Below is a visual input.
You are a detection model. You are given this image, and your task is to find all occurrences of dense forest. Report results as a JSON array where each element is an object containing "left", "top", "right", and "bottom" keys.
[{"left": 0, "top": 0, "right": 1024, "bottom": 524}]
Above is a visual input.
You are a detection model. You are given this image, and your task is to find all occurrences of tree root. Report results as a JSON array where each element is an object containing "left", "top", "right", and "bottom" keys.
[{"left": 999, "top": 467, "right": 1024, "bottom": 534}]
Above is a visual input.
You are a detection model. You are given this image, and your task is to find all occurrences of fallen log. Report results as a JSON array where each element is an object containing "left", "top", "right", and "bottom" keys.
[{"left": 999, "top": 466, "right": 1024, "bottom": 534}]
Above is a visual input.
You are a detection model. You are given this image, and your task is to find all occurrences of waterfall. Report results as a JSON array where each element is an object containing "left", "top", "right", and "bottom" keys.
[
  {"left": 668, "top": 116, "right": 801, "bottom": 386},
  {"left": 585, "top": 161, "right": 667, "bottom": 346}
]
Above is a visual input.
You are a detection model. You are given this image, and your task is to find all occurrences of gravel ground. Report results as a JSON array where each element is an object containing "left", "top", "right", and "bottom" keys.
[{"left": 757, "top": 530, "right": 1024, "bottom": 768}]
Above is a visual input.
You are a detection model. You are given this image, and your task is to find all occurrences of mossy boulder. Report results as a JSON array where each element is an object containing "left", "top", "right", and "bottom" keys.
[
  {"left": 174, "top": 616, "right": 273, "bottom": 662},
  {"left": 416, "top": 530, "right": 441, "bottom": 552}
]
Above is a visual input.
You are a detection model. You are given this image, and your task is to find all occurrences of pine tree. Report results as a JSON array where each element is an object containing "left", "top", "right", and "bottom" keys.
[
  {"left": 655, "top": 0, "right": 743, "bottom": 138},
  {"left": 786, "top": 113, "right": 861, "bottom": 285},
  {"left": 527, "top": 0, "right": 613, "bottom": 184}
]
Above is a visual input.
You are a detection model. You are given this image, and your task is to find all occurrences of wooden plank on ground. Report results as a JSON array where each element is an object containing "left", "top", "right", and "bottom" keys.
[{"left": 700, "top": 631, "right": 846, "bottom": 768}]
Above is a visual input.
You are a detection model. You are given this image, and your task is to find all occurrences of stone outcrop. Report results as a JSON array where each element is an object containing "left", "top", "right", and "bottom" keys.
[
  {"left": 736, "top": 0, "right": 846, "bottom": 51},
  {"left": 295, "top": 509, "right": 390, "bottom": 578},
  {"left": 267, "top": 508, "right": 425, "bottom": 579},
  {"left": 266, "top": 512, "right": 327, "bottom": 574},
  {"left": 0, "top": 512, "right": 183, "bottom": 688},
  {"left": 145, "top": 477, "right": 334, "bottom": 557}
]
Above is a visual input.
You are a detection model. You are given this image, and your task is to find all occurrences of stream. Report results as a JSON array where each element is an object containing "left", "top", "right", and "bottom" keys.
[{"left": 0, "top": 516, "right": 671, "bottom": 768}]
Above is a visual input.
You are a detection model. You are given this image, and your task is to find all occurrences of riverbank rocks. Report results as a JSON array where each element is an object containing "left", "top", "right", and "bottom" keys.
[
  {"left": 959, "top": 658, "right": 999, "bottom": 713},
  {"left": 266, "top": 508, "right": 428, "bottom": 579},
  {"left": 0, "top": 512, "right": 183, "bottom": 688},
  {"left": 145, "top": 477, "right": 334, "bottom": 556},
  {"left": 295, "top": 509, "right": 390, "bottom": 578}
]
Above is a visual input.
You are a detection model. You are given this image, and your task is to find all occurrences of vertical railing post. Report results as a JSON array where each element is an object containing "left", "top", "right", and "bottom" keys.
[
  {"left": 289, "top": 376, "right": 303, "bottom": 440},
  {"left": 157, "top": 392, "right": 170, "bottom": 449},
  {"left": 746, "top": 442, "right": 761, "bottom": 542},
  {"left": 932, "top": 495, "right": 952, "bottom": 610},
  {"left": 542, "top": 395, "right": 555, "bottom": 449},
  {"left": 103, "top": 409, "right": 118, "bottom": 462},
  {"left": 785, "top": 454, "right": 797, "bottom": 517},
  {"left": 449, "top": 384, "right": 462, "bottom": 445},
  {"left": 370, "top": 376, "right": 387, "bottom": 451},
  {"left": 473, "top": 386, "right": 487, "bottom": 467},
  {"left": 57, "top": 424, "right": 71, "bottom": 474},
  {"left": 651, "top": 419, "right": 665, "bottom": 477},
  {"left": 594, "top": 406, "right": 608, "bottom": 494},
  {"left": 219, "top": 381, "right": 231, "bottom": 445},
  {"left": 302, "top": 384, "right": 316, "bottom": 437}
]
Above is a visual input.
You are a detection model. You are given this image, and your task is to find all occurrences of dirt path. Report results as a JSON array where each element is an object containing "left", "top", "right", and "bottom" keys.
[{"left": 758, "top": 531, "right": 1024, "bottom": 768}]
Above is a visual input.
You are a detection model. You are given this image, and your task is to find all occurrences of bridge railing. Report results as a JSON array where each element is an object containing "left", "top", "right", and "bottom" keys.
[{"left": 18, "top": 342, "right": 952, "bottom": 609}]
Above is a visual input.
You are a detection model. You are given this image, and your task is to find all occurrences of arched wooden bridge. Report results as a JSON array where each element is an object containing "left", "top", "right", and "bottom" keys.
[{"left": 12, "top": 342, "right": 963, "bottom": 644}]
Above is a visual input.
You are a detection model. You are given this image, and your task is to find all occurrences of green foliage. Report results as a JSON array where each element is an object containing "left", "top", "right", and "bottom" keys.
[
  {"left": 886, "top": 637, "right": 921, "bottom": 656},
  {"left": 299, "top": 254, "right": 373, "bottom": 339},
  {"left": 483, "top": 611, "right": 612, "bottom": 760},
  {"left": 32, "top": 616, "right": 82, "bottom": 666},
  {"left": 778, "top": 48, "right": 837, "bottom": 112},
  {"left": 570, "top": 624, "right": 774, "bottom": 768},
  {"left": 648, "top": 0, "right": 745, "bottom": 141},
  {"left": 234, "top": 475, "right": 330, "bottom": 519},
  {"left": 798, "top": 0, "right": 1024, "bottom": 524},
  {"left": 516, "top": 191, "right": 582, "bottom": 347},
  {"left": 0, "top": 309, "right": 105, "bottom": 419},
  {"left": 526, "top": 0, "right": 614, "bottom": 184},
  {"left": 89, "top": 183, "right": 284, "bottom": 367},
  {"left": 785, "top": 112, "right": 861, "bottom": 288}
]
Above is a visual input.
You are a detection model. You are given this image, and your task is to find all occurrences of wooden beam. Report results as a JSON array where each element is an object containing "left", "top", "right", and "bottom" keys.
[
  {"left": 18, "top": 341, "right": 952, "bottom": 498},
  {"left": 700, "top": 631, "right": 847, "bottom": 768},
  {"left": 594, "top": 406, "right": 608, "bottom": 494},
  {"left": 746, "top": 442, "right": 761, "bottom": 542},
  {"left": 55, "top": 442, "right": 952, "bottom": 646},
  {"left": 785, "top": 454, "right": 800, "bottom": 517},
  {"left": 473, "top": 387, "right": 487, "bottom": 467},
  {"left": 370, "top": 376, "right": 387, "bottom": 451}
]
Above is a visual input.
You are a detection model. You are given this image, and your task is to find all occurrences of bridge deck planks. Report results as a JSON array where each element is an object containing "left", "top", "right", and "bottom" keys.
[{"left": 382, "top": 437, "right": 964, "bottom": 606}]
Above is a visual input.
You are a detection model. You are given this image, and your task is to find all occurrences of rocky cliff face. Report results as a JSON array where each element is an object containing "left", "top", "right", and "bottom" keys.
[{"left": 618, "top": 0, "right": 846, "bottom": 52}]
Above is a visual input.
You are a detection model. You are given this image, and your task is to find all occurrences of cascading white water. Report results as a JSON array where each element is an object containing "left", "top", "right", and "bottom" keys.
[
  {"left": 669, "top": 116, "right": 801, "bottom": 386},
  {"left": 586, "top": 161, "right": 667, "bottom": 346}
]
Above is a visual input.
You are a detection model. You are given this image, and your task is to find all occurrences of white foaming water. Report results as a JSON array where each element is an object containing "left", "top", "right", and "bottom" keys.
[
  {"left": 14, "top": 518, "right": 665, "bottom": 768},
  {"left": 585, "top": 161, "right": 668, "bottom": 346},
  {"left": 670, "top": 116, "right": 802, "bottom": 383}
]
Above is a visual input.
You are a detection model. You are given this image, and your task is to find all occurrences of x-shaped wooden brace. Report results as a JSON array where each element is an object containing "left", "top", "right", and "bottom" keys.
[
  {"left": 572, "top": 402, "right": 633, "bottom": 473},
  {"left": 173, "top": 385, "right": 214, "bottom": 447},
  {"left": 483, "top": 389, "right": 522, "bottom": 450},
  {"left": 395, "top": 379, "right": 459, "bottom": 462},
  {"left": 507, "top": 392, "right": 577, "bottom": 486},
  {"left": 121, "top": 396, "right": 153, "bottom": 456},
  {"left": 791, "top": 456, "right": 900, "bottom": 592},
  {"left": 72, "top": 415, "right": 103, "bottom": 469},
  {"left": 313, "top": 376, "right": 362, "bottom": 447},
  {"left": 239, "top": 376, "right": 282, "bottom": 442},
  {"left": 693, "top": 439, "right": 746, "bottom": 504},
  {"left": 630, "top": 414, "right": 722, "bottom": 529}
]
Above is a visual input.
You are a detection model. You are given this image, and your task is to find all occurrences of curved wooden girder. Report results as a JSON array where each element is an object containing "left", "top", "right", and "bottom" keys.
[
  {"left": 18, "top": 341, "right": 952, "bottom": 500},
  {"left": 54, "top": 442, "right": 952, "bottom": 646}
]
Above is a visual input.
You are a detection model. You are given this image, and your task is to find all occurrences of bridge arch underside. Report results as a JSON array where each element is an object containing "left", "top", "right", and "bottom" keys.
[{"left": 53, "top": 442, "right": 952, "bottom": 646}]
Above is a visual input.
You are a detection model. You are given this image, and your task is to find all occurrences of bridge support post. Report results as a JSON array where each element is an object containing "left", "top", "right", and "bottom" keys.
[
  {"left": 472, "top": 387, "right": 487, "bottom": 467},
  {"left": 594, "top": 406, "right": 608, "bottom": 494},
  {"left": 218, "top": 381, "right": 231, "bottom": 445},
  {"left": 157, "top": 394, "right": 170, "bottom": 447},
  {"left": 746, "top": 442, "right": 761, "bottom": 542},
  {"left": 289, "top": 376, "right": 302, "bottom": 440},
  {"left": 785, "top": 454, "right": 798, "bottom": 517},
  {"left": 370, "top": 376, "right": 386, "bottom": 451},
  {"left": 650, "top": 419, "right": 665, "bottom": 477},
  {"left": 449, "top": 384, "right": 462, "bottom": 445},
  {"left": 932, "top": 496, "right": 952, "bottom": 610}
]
^^^^^^^^
◆ Required work ◆
Pick out every line in the listing above that contains the word "post", and copy each one in full.

◆ Exercise solution ◆
You are a detection model. You are given this image, and your task is to find all occurrences of vertical railing post. Report results as a JSON array where each element is an object containing "left", "top", "right", and "bottom" keys.
You are a detection model. You are given this image, and your task is to find all occurrences of bridge support post. Report results as a JSON array where each element is an object containing "left", "top", "right", and "bottom" keys.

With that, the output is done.